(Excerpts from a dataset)
=== Section Start ===

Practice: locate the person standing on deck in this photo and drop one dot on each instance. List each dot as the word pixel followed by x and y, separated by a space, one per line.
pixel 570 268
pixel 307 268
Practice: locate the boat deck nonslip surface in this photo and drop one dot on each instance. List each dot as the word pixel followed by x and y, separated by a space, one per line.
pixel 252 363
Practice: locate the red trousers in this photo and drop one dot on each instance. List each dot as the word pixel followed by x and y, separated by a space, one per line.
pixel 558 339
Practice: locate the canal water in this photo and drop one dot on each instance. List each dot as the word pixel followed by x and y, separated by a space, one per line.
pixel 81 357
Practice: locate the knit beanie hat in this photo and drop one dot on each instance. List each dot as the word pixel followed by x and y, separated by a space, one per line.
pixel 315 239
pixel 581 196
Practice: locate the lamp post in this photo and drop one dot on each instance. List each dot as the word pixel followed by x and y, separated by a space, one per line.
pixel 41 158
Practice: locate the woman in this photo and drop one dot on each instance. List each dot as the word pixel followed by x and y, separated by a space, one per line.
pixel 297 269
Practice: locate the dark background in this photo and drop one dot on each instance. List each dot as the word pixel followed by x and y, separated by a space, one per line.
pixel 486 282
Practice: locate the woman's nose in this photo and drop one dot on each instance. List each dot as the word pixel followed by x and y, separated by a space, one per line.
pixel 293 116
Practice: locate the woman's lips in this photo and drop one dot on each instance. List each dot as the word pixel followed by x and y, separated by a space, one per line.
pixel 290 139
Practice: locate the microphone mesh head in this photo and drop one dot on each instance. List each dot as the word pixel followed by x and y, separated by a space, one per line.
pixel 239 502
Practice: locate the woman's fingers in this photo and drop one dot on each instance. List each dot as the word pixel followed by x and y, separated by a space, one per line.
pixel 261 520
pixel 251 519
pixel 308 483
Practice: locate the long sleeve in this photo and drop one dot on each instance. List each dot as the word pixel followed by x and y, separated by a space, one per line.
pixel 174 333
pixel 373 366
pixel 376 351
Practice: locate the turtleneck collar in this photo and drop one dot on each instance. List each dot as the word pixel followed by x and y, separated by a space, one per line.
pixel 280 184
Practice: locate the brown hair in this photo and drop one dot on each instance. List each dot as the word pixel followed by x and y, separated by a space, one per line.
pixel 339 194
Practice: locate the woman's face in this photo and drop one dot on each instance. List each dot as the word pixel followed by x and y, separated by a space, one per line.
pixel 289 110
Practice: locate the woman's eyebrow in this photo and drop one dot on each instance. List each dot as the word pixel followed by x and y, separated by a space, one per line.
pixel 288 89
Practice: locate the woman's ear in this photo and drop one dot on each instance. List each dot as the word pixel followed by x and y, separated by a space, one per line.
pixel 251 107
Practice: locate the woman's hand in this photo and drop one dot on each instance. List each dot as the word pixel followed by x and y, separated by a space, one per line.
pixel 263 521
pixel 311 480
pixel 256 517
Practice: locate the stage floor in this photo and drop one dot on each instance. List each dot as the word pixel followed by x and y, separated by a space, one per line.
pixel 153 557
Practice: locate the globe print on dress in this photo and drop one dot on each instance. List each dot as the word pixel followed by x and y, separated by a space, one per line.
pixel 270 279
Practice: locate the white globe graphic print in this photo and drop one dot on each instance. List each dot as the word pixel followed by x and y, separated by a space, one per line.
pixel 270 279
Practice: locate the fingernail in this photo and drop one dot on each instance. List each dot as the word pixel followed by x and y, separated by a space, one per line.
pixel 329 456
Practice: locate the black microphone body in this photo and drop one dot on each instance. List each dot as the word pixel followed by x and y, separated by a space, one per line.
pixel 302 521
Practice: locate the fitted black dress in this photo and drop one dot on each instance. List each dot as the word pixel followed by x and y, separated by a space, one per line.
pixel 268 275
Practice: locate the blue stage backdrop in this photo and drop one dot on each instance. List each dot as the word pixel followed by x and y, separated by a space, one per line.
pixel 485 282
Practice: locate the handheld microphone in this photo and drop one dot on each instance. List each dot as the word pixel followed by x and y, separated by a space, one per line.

=== Section End ===

Work to complete:
With no line skipped, repeat the records exactly.

Written solution:
Practice: locate the person standing on deck in this photo and drop one dot on each instance. List each dot as the word pixel followed by x and y, separated by a space, one per line.
pixel 570 268
pixel 307 268
Practice: locate the boat deck nonslip surface in this photo and drop one dot on each instance. List each dot as the word pixel followed by x and y, separated by a space, one per line.
pixel 252 363
Practice: locate the red trousers in this photo and drop one dot on each instance. List each dot as the word pixel followed by x and y, separated by a space, one per line.
pixel 558 339
Practice: locate the canal water in this photo and drop one dot on each instance. List each dot as the word pixel followed by x and y, separated by a space, one per line.
pixel 81 357
Practice: locate the knit beanie hat in this photo and drop one dot on each instance. List each dot as the word pixel followed by x and y, separated by a space, one per line.
pixel 315 239
pixel 581 196
Practice: locate the lamp post in this photo and drop one dot on each instance. List each dot as the word pixel followed by x and y, separated by a space, one per line.
pixel 41 158
Practice: locate the woman in this photo and drop one dot on each instance. List each dot as the word pixel followed by x and y, separated by a space, one per line.
pixel 297 269
Practice: locate the dark background in this photo and drop one dot on each instance. List each dot as the word pixel followed by x and y, separated by a space, one per line.
pixel 486 282
Practice: locate the woman's nose in this photo and drop one dot on each instance. List each dot as the word pixel followed by x and y, separated by a space, one per line.
pixel 293 116
Practice: locate the woman's lips in this photo and drop one dot on each instance. List each dot as the word pixel followed by x and y, separated by a space, one per line.
pixel 290 139
Practice: locate the microphone mesh head in this photo and drop one dot on each instance. List each dot as the word pixel followed by x and y, separated by a space, one per line.
pixel 239 502
Practice: locate the woman's fingers in this photo and drop one dot on each instance. List each dot as the word pixel followed by x and y, separated by a space, one per line.
pixel 261 520
pixel 251 519
pixel 308 483
Practice: locate the long sleeve in this photo and drop one dot on each instance. List each dot as the word pixel followed by x and y, separated by a space, one per line.
pixel 174 333
pixel 373 366
pixel 376 351
Practice: locate the turtleneck collar in this photo and drop one dot on each instance. List each dot as the word pixel followed by x and y, separated by a space, one per line.
pixel 280 184
Practice: locate the brown hair in this photo and drop one dot on each instance. List each dot as the word pixel followed by x and y, separated by a space, one per line.
pixel 339 194
Practice: locate the woman's face in this photo and drop one dot on each instance. List each dot as the word pixel followed by x and y, separated by a space, one per line.
pixel 289 110
Practice: locate the woman's eyebrow in this photo and drop one dot on each instance. List each dot as the word pixel followed by x and y, separated by a space, one per line.
pixel 288 89
Practice: locate the woman's ear in this photo and drop one dot on each instance. List each dot as the word pixel followed by x and y, separated by a space, one per line.
pixel 251 107
Practice: locate the woman's hand in this photo and drop one dot on each instance. List each dot as the word pixel followed by x and y, separated by a space, one per line.
pixel 263 521
pixel 311 480
pixel 256 517
Practice: locate the stage floor in this photo and drop one dot on each instance. List each dot as the word pixel followed by x and y, separated by a space, one per line.
pixel 153 557
Practice: locate the globe print on dress in this photo and drop one dot on each instance. List each dot as the word pixel followed by x and y, separated by a space, one per line.
pixel 270 279
Practice: locate the white globe graphic print in this photo and drop one dot on each instance. List each dot as the word pixel followed by x and y, separated by a space, one per line.
pixel 270 279
Practice: locate the fingernail in this photo and drop one dot on each instance. List each dot as the word pixel followed by x and y, separated by a space, one per line.
pixel 329 456
Practice: locate the black microphone body in this photo and drop one dot on each instance. List each dot as the word pixel followed by x and y, separated by a space, one per line.
pixel 302 521
Practice: locate the fitted black dress in this photo and drop one dot on each instance. List each dot as the word pixel followed by x and y, separated by a space, one per line.
pixel 268 275
Practice: locate the blue stage backdrop in this photo and drop one dot on each instance. List each dot as the word pixel followed by x and y, separated by a space, one per line.
pixel 485 282
Practice: locate the handheld microphone in this photo and drop one dot on each instance. List each dot as the word pixel followed by x and y, separated by a space, one per line.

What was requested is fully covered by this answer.